**MATERIAL FOR THIS EXERCISE**
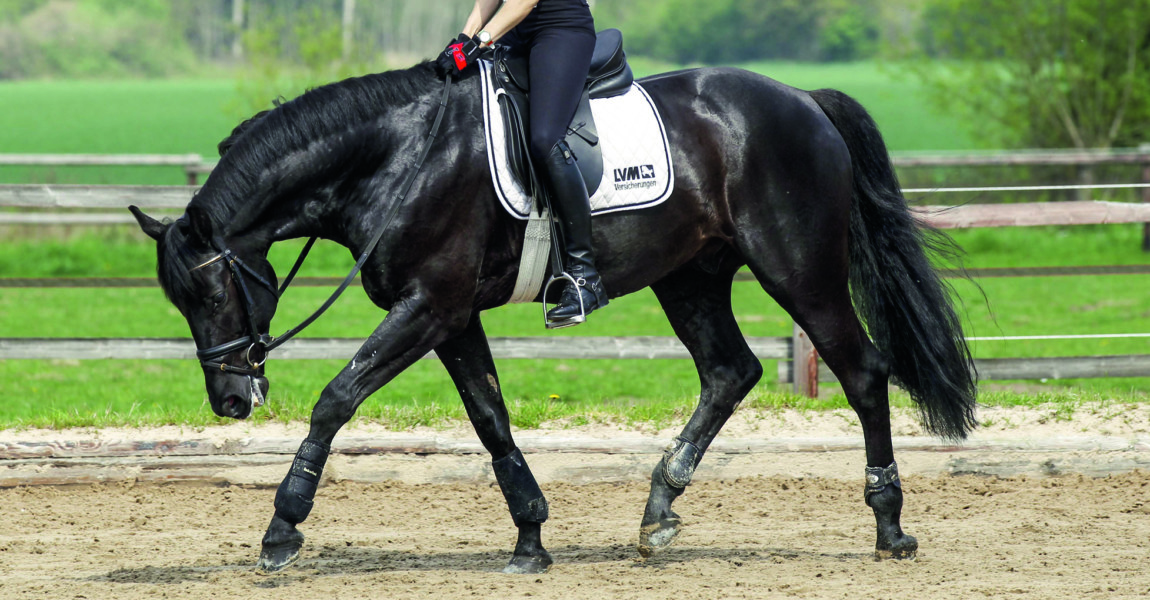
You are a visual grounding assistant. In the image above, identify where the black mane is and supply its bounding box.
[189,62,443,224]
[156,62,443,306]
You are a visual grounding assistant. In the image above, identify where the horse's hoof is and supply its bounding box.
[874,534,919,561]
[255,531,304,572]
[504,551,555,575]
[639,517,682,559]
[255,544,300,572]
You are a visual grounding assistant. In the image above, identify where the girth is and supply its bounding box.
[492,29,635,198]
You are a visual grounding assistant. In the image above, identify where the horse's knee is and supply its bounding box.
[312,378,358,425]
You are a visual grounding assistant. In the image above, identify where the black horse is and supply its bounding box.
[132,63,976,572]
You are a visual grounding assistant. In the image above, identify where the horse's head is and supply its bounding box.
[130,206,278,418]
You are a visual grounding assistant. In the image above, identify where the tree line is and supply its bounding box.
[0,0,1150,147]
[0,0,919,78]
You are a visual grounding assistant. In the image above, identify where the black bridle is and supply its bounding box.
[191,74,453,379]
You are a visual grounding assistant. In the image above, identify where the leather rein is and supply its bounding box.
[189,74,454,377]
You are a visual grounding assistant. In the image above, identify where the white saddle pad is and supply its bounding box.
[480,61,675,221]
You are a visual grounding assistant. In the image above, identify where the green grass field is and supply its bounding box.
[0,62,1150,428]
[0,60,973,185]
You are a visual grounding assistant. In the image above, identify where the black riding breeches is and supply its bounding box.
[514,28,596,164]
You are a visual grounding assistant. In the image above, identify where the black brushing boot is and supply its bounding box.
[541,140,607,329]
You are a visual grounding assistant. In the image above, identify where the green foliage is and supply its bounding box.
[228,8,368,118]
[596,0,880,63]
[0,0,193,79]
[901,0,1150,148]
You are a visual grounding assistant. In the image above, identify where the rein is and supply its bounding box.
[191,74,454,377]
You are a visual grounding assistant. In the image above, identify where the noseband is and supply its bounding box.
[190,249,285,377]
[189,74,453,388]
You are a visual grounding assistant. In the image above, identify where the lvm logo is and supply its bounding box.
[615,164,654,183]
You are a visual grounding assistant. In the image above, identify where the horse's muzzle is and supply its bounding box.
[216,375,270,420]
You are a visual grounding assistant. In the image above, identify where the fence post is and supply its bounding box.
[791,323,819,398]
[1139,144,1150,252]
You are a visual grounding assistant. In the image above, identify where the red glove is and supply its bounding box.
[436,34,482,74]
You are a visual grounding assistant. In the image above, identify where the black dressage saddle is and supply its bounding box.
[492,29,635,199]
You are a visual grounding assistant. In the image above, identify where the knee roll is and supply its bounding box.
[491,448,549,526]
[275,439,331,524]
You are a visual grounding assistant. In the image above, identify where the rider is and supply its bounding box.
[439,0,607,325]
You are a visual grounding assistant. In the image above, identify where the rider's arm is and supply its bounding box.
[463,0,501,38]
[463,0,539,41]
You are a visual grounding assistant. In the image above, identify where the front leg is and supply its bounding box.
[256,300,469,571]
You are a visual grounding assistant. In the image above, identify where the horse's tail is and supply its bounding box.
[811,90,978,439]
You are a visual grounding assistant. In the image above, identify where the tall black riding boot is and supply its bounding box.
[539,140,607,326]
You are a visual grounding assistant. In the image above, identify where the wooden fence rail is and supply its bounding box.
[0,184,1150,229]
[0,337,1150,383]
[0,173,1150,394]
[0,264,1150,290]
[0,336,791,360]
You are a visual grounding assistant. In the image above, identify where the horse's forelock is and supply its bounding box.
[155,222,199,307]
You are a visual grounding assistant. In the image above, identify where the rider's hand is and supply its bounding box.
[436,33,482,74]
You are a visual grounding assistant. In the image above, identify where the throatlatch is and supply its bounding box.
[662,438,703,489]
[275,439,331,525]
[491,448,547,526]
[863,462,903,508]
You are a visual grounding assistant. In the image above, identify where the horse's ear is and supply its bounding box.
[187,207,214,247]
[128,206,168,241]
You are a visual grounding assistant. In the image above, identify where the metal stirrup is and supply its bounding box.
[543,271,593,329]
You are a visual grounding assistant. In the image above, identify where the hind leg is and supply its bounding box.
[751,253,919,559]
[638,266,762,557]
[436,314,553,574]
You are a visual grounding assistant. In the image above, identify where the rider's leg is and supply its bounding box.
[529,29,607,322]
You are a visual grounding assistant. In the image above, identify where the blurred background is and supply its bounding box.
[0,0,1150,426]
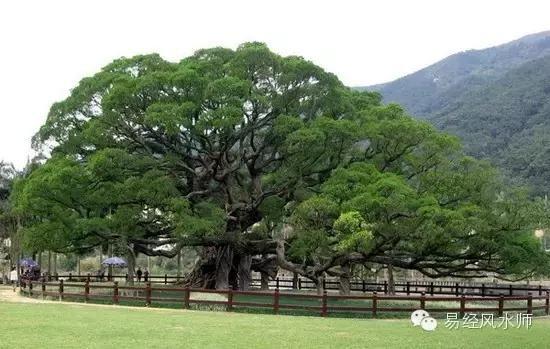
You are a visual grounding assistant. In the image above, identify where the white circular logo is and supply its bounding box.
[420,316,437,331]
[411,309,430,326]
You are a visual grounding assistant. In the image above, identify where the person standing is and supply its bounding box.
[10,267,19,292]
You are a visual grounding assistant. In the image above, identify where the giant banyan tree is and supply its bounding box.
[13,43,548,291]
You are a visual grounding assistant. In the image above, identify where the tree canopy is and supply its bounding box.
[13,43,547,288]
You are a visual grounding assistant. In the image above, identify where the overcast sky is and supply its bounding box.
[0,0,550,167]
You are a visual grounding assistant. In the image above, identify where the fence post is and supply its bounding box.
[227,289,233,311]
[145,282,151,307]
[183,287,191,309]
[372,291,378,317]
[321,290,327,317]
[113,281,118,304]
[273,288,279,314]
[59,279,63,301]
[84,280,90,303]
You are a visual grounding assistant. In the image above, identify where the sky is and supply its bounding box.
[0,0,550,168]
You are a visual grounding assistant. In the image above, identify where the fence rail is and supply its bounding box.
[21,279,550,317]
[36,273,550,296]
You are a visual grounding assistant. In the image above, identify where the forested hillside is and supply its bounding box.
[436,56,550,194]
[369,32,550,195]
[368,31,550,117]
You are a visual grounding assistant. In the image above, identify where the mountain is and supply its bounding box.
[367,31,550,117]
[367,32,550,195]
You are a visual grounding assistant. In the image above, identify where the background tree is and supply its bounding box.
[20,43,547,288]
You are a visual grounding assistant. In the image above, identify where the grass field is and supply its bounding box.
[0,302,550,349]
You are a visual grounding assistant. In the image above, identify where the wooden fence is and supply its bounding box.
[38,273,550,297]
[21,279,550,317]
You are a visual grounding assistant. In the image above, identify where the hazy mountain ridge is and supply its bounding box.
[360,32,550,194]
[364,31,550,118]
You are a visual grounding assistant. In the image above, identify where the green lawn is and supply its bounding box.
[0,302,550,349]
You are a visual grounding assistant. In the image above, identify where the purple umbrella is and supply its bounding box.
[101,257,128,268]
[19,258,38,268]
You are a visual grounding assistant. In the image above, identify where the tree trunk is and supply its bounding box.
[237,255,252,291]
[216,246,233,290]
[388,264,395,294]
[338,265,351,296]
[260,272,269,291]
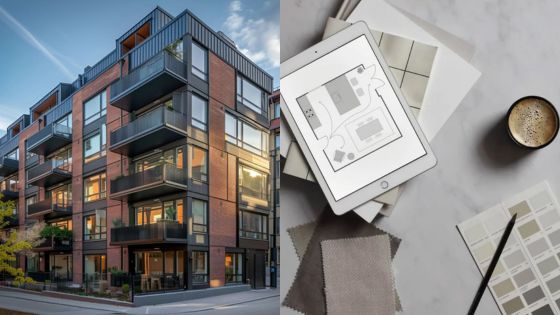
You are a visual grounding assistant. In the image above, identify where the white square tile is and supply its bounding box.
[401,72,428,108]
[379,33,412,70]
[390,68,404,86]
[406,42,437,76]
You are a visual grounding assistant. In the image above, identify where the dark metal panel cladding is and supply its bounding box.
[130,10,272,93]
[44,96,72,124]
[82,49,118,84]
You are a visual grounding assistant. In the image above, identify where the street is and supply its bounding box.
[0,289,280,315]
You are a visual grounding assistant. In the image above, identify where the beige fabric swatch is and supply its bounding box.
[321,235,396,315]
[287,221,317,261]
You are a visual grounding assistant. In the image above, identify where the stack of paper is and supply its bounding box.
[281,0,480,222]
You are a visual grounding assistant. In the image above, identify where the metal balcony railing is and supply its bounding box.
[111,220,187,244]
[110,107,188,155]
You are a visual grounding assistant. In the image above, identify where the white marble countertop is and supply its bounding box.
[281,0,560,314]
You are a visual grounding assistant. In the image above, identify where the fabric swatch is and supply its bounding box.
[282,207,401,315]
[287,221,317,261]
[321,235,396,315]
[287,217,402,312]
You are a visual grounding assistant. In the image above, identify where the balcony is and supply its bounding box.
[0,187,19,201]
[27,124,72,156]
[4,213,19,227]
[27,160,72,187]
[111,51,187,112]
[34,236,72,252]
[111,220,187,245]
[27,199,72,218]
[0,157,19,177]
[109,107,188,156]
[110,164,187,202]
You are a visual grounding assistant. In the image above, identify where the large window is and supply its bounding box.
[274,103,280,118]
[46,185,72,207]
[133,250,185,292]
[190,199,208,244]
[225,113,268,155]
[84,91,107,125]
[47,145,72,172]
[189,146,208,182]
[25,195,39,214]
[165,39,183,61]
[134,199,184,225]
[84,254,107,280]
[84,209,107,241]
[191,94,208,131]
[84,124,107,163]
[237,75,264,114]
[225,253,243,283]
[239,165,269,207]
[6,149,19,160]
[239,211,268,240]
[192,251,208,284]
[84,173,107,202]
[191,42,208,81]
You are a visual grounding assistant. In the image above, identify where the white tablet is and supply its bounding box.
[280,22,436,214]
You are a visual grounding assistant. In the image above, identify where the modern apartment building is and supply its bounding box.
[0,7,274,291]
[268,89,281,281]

**YOUR TASK**
Pull out each line of the data above that contains the word "balcony". Case counts.

**CORRECT RESPONSE**
You are a visual grounding assistant. In the image above, identify where the metal balcony railing is and supply its bounding box.
You are a visual grounding assistant. In the image above, identify where the balcony is and supply its bounding box.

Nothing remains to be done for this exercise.